• Requirements: Please retype every one of the entries below line for line, changing nothing.

>> START

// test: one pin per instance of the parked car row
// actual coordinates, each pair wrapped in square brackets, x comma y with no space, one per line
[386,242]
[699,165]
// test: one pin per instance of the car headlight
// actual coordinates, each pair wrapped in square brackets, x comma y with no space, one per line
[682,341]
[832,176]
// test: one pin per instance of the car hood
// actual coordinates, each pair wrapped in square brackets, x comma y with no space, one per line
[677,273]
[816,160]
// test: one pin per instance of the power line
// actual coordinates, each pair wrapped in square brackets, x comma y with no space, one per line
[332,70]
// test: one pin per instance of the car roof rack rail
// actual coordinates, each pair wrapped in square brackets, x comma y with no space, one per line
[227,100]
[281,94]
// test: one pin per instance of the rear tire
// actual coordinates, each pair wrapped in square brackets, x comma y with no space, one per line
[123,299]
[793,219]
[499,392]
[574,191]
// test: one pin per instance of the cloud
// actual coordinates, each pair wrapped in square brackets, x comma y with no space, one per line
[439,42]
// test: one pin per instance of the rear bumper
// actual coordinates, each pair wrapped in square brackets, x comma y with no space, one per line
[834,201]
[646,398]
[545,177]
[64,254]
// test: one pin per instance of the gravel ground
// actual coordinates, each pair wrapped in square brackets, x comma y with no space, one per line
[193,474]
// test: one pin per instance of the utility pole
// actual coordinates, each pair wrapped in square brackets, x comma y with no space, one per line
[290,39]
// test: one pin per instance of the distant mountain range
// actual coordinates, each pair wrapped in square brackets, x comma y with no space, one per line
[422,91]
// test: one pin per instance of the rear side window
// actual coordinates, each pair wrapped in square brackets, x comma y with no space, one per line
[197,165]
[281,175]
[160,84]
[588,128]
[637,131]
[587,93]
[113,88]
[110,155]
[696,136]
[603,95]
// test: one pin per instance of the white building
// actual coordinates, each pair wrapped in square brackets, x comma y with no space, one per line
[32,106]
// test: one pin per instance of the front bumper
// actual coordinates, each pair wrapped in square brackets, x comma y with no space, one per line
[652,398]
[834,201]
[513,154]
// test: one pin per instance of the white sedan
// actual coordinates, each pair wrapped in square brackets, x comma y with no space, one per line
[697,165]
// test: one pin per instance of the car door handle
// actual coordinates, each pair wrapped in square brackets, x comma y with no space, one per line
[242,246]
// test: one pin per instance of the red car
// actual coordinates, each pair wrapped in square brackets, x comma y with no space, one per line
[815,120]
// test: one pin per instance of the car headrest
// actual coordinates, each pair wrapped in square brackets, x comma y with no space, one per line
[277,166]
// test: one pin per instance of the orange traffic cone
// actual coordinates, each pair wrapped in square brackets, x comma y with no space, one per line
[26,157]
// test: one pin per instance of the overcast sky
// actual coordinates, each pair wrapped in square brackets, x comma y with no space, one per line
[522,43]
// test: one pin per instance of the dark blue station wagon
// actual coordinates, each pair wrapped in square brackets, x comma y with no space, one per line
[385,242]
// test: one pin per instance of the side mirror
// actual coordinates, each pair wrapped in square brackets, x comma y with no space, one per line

>> END

• The result:
// test: one pin per instance of the parked car row
// actual coordinates, each pair wrapped in square brackets, x comma y with no space, one per line
[386,242]
[699,165]
// test: one pin per instance of the car headlight
// actual coordinates, each pair wrapped in square brackets, x comma y with no space, one per line
[682,341]
[832,176]
// test: one pin per instance of the car hood
// actual coordinates, each pair wrapped in square brackets, x comma y with no space, one per line
[677,273]
[816,160]
// test: one pin per instance of the power line
// actual coordinates, each pair wrapped in square brackets, x comma y with no space, one per line
[332,70]
// test: one pin per instance of the car roof rack rail
// actual coordinates, each pair wrapped in square brackets, x comma y with no space, one per line
[227,100]
[281,94]
// test: one pin per instance of the rear tire
// actual coordinates, each pair wrapped in square brackets, x comma y with no space, one per line
[123,299]
[793,219]
[499,392]
[574,191]
// test: one pin per instance of the cloud
// actual coordinates, each pair wrapped in square brackets, x comma y with no space, one per line
[439,42]
// test: one pin per instance of the rear bumper
// actual coordinates, each pair wrapped in square brackets, x comma y with no space, one per line
[834,201]
[646,398]
[545,177]
[64,254]
// test: one pin per instance of the gravel ground
// actual coordinates, each pair wrapped in square brackets, x comma y with no space, one per line
[193,474]
// test: one pin per instance of the utility pole
// actual coordinates, each pair wrapped in square brackets, x comma y with no space, one per line
[290,39]
// test: one pin per instance of the distant mountain range
// actual coordinates, each pair wrapped in square brackets, x comma y with no space, one per line
[422,91]
// test: one pin per instance of the rear side window
// actual coordinates, each pair wrapped in square brackets, x comma y with no space, one per line
[197,165]
[281,175]
[160,84]
[588,128]
[637,131]
[587,93]
[113,88]
[110,155]
[696,136]
[603,95]
// test: one pin per instance of the white building
// actual coordinates, each pair wrapped in square brackets, x comma y with no space, one per line
[32,106]
// test: one pin per instance of the front bumper
// actual coordinates, each pair wrapped in square brackets, x comma y with no space, one per line
[652,398]
[834,201]
[513,154]
// test: one pin per instance of the white sedan
// actual coordinates, each pair wrapped in square brackets, x comma y with no space, one per line
[697,165]
// test: one pin per instance of the car door handle
// actual coordinates, each pair wrapped in square brackets, x comma y with no space, one per line
[242,246]
// test: one pin per instance of the red car
// actual coordinates, each pair wrapped in square brackets, x comma y with no space, one per line
[815,120]
// test: one pin per instance of the car headrest
// actual coordinates, each pair wrapped in square brackets, x comma y with no space, one per line
[277,166]
// test: one pin per instance of the orange traffic cone
// actual coordinates, each pair wrapped in square brackets, x comma y with no space, one per line
[26,157]
// test: one pin per instance of the overcast sky
// actual coordinates, each pair wrapped in square brackets, x comma y with no space, one per line
[522,43]
// test: one pin per instance of the dark blue station wagon
// actual coordinates, each pair wrapped in square brackets, x comma y with no space, one per line
[385,242]
// test: one pin per instance of the side mirror
// actual coordinates, each pair wrapped in square brackets, x comma y with no space, one per line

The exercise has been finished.